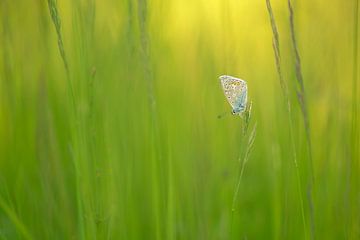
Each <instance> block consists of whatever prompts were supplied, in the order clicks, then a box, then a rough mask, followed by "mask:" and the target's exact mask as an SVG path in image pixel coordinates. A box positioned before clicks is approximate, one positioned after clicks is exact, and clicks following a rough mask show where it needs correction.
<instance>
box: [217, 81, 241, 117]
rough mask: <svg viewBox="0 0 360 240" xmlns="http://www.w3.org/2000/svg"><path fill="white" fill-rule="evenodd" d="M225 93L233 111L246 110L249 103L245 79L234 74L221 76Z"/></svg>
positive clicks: (224, 91)
mask: <svg viewBox="0 0 360 240" xmlns="http://www.w3.org/2000/svg"><path fill="white" fill-rule="evenodd" d="M220 82H221V85H222V87H223V91H224V94H225V96H226V98H227V99H228V102H229V103H230V105H231V107H232V109H233V112H234V113H235V114H239V113H242V112H244V111H245V109H246V105H247V84H246V82H245V81H244V80H242V79H239V78H235V77H232V76H227V75H223V76H220Z"/></svg>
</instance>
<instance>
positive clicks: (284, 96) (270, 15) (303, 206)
mask: <svg viewBox="0 0 360 240" xmlns="http://www.w3.org/2000/svg"><path fill="white" fill-rule="evenodd" d="M266 6H267V10H268V13H269V17H270V25H271V29H272V32H273V50H274V56H275V65H276V70H277V73H278V77H279V81H280V86H281V90H282V96H283V97H284V100H285V101H284V102H285V106H286V111H287V120H288V126H289V130H288V131H289V138H290V145H291V150H292V157H293V162H294V166H295V171H296V180H297V189H298V194H299V201H300V207H301V216H302V223H303V227H304V234H305V236H307V231H306V221H305V210H304V203H303V202H304V201H303V197H302V193H301V191H302V186H301V185H302V184H301V178H300V171H299V166H298V160H297V154H296V148H295V140H294V130H293V124H292V119H291V116H292V114H291V103H290V98H289V90H288V87H287V83H286V82H285V80H284V77H283V73H282V70H281V54H280V40H279V33H278V30H277V26H276V22H275V17H274V13H273V10H272V7H271V3H270V0H266Z"/></svg>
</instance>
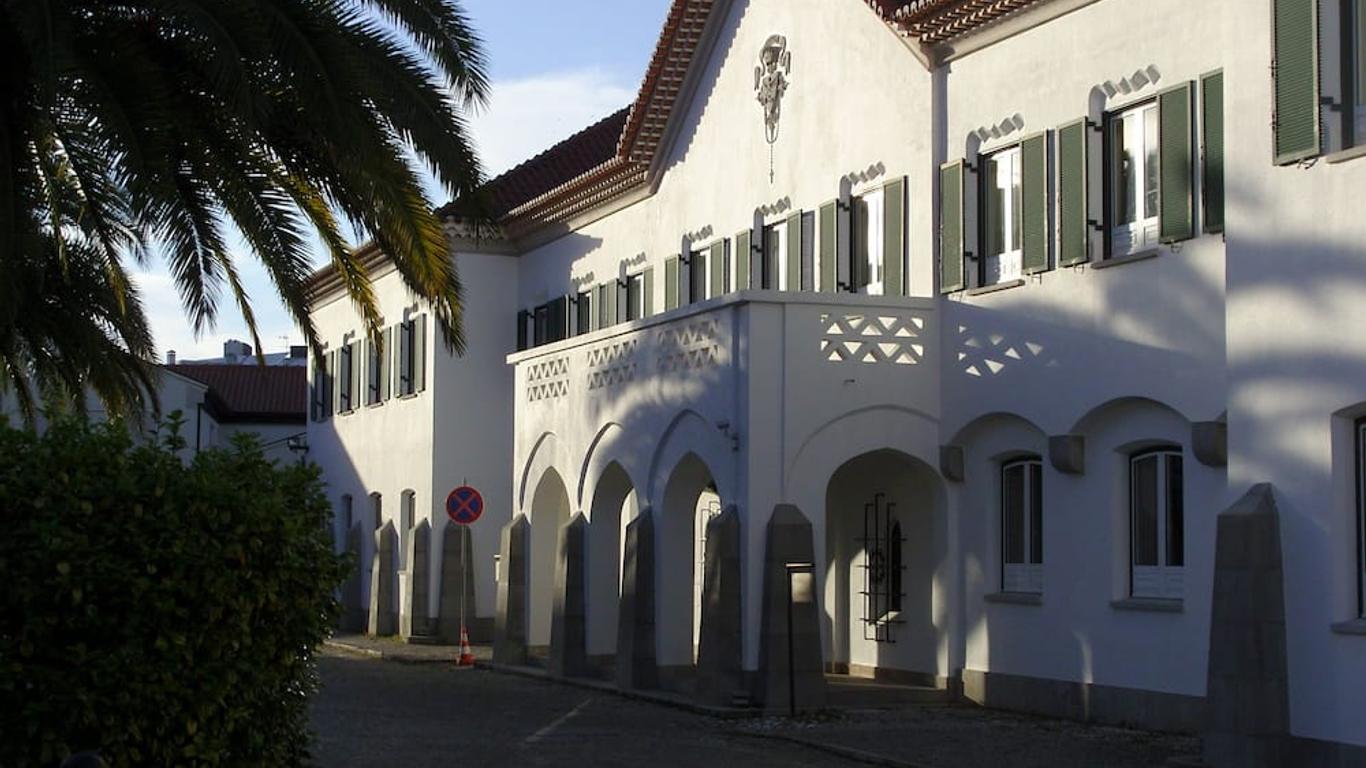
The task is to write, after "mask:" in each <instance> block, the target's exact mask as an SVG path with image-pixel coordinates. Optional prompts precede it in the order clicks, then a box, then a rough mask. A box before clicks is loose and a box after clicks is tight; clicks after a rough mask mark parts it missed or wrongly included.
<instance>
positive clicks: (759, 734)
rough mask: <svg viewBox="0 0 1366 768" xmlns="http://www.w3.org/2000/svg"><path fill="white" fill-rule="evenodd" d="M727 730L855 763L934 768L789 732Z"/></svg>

^^^^

Find and copy each line above that includes the string "coordinates".

Each <instance> block consists of whatever prompts were supplied, in the order clicks, then a box, then a rough mask, followed by "mask:" and the target's exact mask as an SVG path in image pixel coordinates. A box positioned before clicks is approximate, one positioned after clicks is exact, and clicks following a rough mask show where it needs correction.
The task is to write, after "mask:" in each <instance> block, the target's exact mask as an SVG path with image-pixel coordinates. Optional prompts precede it in the order clicks, then a box, then a rough mask. A box before clicks is loose and a box after clicks is tight; clicks after a rough mask mark parts it missed or wrongly included.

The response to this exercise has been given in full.